=== Task list ===
(a) In the trigonometry forum thread, how would the passage from "Where were you" up to and including "the 2 reversed?" read with "diagrams" substituted for "triangles"?
(b) Can you pick up the trigonometry forum thread after its last post and carry it on?

#### Document excerpt

Jiminy Christmas. That makes it a snap.

With Oscar Had a Headache Over Algebra, the pythagorean theorm, 1,2 and the def of sec and csc and cot (the latter 3 are easy). That I could have handled.

I know all of the other stuff in your picture. Like the angles.

Where were you 36 years ago?

Waw. That makes it easy.

See? Just need to remember two triangles. The square roots come in naturally after you use them a couple of times. :)

In the left bbisect triangle isn't the hypotenuse the sqrt(3)


e.g. should the sqrt(3) and the 2 reversed?

Because 2^2 + 1^2 does not equal the sqrt(3)

You are missing a simple point KISS.

Pythagoras' Theorem:
The sum of the squares of two sides of a right angled triangle which are forming the right angle is equal to the square of the hypotenuse.

So,

2^2 = 1^2 + (\sqrt3)^2

Yep. Your right. BTW. I had all the way to differential equations and whatever dealt with lots of matrices.

########
#### Raw data

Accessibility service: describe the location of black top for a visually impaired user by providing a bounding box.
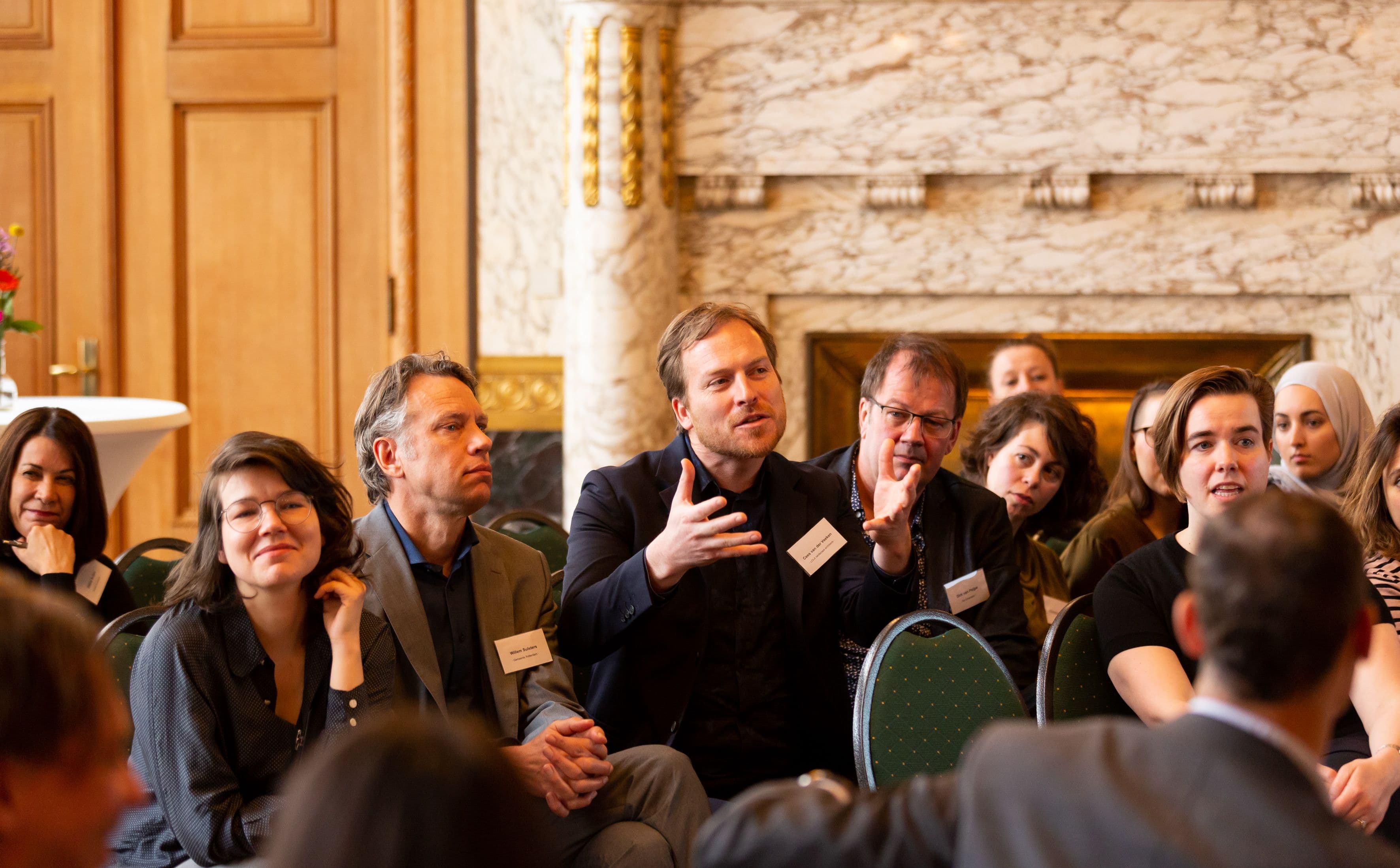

########

=== Task-by-task results ===
(a)
Where were you 36 years ago?

Waw. That makes it easy.

See? Just need to remember two diagrams. The square roots come in naturally after you use them a couple of times. :)

In the left bbisect triangle isn't the hypotenuse the sqrt(3)


e.g. should the sqrt(3) and the 2 reversed?

(b)
I also had dynamics which was a real pain. I also had a structures course (basically statics for small buildings).

I am quite at ease with dynamics, linear dynamics I mean. Circular motion... not so much at ease...

Well, the most difficult things for me to remember are the formulae in simple harmonic motion. I always seem to mess up the variables :(

The goofy stuff like the velocity of a fly on a propeller of an airplane relative to the ground, Forget doing it now. I could barely do it then.

Well, I'm not versed in relativity yet :) I hope I'll get the thing quick! ;)

Did that too. 3rd semester Physics.